__What needs to be done__: Set out the material below as a numbered list, omitting any blank lines.

[Records from a dataset]

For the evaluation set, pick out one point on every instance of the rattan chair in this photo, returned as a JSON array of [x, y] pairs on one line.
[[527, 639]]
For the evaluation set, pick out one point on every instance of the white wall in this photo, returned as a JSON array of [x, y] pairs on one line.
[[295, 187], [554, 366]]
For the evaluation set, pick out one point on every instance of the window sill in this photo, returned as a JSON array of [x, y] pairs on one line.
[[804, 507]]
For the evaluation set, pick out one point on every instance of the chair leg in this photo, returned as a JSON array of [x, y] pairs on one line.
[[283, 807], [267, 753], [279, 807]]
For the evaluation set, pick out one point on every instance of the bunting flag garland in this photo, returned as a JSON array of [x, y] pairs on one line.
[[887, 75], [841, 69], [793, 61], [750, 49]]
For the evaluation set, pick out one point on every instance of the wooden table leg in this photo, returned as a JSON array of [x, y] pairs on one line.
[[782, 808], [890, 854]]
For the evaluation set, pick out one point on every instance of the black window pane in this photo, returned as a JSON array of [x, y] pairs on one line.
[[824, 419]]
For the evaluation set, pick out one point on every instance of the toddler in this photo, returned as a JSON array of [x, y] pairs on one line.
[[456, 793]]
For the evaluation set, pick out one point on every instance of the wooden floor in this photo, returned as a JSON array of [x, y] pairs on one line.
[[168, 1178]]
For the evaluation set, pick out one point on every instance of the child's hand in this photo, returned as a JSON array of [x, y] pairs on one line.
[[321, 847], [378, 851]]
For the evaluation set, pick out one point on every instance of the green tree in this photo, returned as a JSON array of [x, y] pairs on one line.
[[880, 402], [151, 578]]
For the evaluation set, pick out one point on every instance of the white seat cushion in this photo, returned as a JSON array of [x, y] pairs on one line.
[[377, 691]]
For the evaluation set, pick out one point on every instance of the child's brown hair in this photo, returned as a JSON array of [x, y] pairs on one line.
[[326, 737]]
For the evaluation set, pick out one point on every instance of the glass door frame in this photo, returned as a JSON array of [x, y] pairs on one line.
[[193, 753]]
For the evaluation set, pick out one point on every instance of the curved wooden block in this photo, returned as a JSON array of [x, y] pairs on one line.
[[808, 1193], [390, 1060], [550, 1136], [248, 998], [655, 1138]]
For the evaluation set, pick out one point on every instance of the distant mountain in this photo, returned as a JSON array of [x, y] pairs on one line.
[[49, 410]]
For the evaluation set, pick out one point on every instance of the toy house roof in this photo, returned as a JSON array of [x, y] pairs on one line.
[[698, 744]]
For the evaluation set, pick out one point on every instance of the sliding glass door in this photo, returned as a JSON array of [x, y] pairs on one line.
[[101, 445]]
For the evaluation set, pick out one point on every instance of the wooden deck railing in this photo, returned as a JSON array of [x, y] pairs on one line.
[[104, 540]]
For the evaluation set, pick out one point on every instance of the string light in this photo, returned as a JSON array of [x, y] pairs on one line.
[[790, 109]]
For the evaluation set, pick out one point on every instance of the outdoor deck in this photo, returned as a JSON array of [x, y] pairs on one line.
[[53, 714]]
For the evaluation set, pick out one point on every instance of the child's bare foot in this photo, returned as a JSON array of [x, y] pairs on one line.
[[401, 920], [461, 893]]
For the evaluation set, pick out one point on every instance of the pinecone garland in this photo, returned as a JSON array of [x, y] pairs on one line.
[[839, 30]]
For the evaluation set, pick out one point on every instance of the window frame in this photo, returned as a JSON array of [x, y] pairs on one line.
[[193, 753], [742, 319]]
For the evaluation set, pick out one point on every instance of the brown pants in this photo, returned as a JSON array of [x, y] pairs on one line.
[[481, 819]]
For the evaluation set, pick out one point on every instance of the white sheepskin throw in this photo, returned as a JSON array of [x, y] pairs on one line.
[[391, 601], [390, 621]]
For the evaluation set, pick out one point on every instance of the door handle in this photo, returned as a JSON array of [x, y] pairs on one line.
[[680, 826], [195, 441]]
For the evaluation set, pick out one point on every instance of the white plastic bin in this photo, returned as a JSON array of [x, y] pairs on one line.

__Exercise solution__:
1. For the evaluation set, pick out one point on every instance of the rattan chair in this photo, returned as a JSON array of [x, y] pairs on one line.
2. [[527, 639]]
3. For the evaluation set, pick out one point on every instance of the white wall in this photo, returned as a JSON array of [x, y] pairs on one line.
4. [[295, 187], [554, 366]]
5. For the evaluation set, pick out one point on every instance of the window sill in this photo, returned as a JSON array of [x, y] pairs on one line.
6. [[804, 507]]
7. For the evaluation set, pick out one point on every instance of the chair leg in this photo, returned as a JSON array of [x, y] pairs on one line.
8. [[283, 807], [267, 753], [279, 807]]
9. For the evaluation set, pick out one point on every instance of the bunting flag garland in this photo, returned as a JSON array of [x, y] pairs on one line.
10. [[887, 75], [841, 69], [793, 61], [750, 49]]
11. For the evaluation set, pick out one point on every instance of the wooden table leg in this photo, returned as a JSON array of [x, y] pairs on one line.
12. [[782, 808], [890, 854]]
13. For the evaluation set, pick out one point on every instance of the black window pane in this photo, returned as a JSON array of [x, y] pairs on one line.
14. [[824, 419]]
15. For the evaluation set, pick out one point on every instance of the toddler in this photo, returned as a JSON array of [x, y] pairs on one line.
16. [[456, 793]]
17. For the evaluation set, pick out one point on every instance of the wooden floor in this photo, returned as a JSON array of [x, y] pairs on one line.
18. [[168, 1178]]
19. For the evaluation set, pick out one point on every instance of the child's hand in this photo, returned as a JSON array of [x, y] pairs on one line.
20. [[321, 847], [378, 851]]
21. For the evaluation set, pick out one point on every instance of the green tree in this photo, returned as a JSON array of [x, y] pairs on one line.
22. [[880, 402], [151, 578]]
23. For the evaluation set, pick out one point on every instance of the white seat cushion in this photo, returned as a JSON array of [x, y] pairs on one line.
24. [[377, 691]]
25. For the evaluation set, pick out one point on every instance of the child's brown hair in this photo, returned as a JSON array of [x, y] pairs on one line.
26. [[326, 737]]
27. For the evaluation set, pick out one point on every instance of the glass door frame in this photo, returned as a JSON array of [x, y] pairs on one line.
28. [[193, 753]]
29. For the evaluation set, pick out one point on every instance of the curved wooden block in this photo, returned as a JSON array of [x, y] pairs on one line.
30. [[808, 1193], [390, 1060], [550, 1136], [248, 998], [655, 1138]]
31. For the evaluation set, pick out one point on every instance of the distant mountain in this photo, returned as a JSON array of [x, y] pairs on one line.
32. [[49, 410]]
33. For the evaluation set, pick out one point on every instance of the toy house roof in this photo, returned as a JSON array of [x, y] pairs on one line.
34. [[698, 744]]
35. For the evaluation set, pick out one point on every instance of the sliding glass door in this photo, returned as a JSON array of [x, y] pairs on one line.
36. [[101, 445]]
37. For the evaluation set, pick out one point on every instance of the wooden deck railing in this photo, returned as a JSON array of [x, y] pairs on one line.
38. [[104, 540]]
39. For the evaluation set, pick out one point on every instance of the string light in this photo, returned as a JSON array of [x, y] pairs on one line.
40. [[790, 109]]
41. For the evaluation set, pick out one point on every instance of the outdoor deck in this photo, returned as a JSON array of [x, y] pairs on one line.
42. [[53, 714]]
43. For the evaluation set, pick out one point on every instance of the child's bare foot in this photo, returned as a JSON array of [x, y] pairs on one line.
44. [[401, 920], [461, 893]]
45. For the evaluation set, pick out one point on every instance of the pinecone garland in this photo, returned as a JSON array of [x, y] pairs on one line.
46. [[839, 30]]
47. For the evaluation set, pick out one point on every instance of the window frame in this photo, returned as a JSON array of [x, y] pairs on one line.
48. [[193, 753], [742, 319]]
49. For the evaluation set, pick out one point on every instance of the brown pants in this photo, returned as a JSON array of [x, y] pairs on one line.
50. [[481, 819]]
51. For the evaluation set, pick out one point on every instance of the white sheepskin throw in this photo, returned as a JSON array of [x, y] pairs on one line.
52. [[391, 601], [390, 621]]
53. For the evaluation set, pick out one point on every instance of the door handle in this photo, returned as a JSON array of [x, y] pairs on one line.
54. [[680, 826], [195, 441]]
55. For the evaluation set, pick out one point on every instance of the white plastic bin in this photo, returned as a JSON array of [x, y] pairs on one line.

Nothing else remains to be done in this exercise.